Cost of construction of a multi-billion dollar hydro project
with potential for supplying more than half the current electric demand for
Alaska’s Railbelt are questioned in a new report issued by Juneau economist
Gregg Erickson.
The report says that the project does not survive any
plausible market test, and that the Alaska Energy Authority substantially
underestimated the cost of the Susitna-Watana Hydro Project.
The AEA estimate of a $5.2 billion price tag for the project
excludes millions of dollars for new transmission facilities, as well as
yet-to-be negotiated costs of leasing or buying Alaska Native lands needed for
the project, Erickson said.
And the proposed in-state gas pipeline project and Susitna
hydro project are competing for the same market, Erickson said.
Read the report online at http://susitnarivercoalition.org/economicreport/
Emily Ford, spokeswoman for AEA, said that AEA has been
working on the necessary transmission upgrades and has identified improvements
necessary to achieve reliability standards and to achieve economic dispatch,
regardless of the project. AEA “has taken great strides to accurately reflect
costs, including two independent cost estimates,” said Ford. “For more general
presentations, we have focused on the most probable cost, but have publicly
presented the full probabilistic range and sensitivity analysis.”

### DATA EXTRACTS
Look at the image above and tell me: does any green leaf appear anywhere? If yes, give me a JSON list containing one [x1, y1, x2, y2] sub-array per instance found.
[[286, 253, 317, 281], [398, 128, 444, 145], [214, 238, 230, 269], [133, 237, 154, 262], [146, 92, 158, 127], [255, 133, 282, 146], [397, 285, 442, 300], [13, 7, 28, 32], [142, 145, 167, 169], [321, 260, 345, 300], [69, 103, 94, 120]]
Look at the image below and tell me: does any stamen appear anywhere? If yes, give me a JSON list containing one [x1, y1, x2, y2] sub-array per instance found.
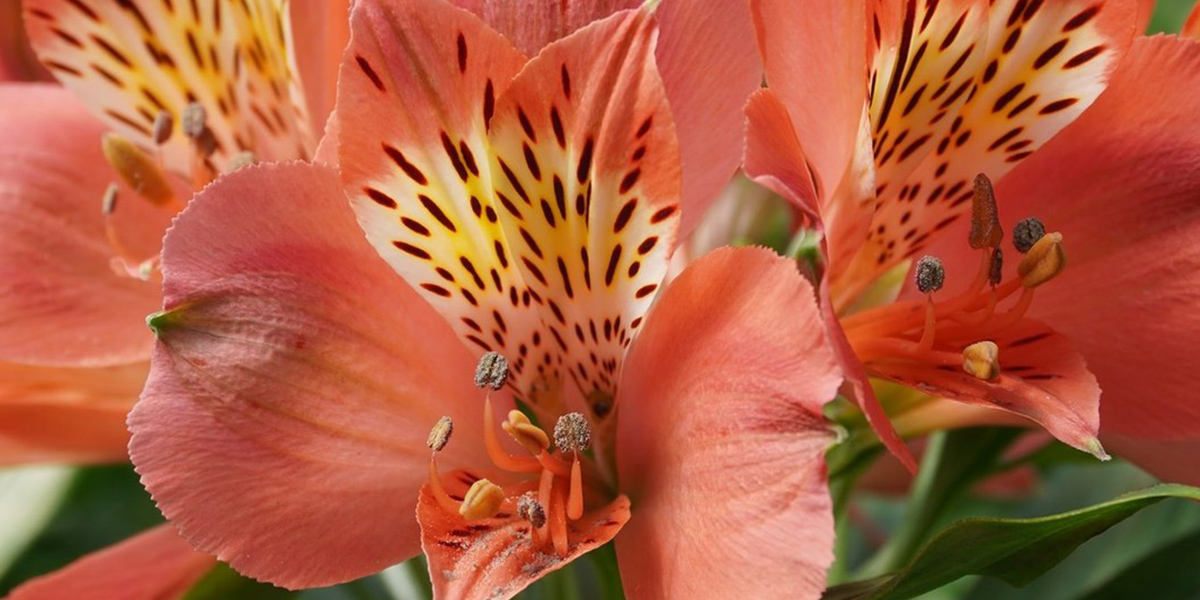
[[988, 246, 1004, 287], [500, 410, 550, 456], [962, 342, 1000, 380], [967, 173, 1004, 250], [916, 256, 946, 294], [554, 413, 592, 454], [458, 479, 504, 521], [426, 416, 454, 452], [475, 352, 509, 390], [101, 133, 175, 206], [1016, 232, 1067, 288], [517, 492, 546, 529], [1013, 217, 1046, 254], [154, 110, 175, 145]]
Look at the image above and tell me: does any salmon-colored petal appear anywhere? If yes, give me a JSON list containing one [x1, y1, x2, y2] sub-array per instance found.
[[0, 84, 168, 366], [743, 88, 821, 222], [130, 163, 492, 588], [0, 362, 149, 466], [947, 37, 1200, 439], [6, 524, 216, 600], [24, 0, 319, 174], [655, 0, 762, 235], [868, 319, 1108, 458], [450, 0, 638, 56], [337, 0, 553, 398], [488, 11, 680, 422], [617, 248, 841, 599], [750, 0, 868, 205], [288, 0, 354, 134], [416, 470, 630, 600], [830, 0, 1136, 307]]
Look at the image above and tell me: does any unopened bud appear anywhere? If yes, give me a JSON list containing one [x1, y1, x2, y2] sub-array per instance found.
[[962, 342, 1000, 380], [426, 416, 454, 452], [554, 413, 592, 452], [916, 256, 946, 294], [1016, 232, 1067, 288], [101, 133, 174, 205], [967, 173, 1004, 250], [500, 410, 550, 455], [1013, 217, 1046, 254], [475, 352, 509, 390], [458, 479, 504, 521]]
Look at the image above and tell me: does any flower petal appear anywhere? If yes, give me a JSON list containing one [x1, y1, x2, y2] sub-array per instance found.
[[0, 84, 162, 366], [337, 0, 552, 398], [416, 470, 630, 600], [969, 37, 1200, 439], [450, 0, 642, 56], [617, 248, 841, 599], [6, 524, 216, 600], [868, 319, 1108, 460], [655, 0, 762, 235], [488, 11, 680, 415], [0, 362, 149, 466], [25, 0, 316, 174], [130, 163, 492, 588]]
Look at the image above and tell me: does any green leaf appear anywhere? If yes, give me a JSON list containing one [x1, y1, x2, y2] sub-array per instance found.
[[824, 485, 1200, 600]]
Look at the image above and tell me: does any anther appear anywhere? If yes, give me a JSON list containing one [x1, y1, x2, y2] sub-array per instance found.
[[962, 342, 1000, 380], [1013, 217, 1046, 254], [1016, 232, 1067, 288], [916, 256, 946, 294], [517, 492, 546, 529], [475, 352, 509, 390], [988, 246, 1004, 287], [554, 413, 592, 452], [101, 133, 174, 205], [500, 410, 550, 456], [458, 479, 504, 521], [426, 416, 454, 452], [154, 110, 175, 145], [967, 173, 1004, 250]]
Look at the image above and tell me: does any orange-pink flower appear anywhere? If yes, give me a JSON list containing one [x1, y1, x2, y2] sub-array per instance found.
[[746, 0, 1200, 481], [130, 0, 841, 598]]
==
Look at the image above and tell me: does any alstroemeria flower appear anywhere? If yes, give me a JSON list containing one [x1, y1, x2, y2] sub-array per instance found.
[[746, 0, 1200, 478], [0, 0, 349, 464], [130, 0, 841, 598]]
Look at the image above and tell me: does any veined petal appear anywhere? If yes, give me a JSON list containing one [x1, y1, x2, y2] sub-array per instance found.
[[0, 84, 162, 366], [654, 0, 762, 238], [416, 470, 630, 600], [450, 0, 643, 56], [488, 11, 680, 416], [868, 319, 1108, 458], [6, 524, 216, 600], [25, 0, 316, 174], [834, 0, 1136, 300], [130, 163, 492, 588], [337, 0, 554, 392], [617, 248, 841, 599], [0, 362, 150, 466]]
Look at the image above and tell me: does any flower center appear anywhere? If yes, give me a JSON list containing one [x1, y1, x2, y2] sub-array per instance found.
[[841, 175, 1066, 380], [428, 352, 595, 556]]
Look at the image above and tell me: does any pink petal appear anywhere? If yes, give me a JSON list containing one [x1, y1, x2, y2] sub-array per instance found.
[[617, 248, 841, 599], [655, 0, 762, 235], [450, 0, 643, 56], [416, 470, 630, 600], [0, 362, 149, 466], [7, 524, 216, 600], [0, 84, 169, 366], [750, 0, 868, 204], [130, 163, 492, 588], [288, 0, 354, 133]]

### WHAT TO WORK ON
a - Please repeat everything in the Susitna hydro article from "The report says" down to "project, Erickson said.".
b - In the Susitna hydro article, what price did the Alaska Energy Authority estimate for the project?

### EXPECTED RESPONSES
a -
The report says that the project does not survive any
plausible market test, and that the Alaska Energy Authority substantially
underestimated the cost of the Susitna-Watana Hydro Project.
The AEA estimate of a $5.2 billion price tag for the project
excludes millions of dollars for new transmission facilities, as well as
yet-to-be negotiated costs of leasing or buying Alaska Native lands needed for
the project, Erickson said.

b - $5.2 billion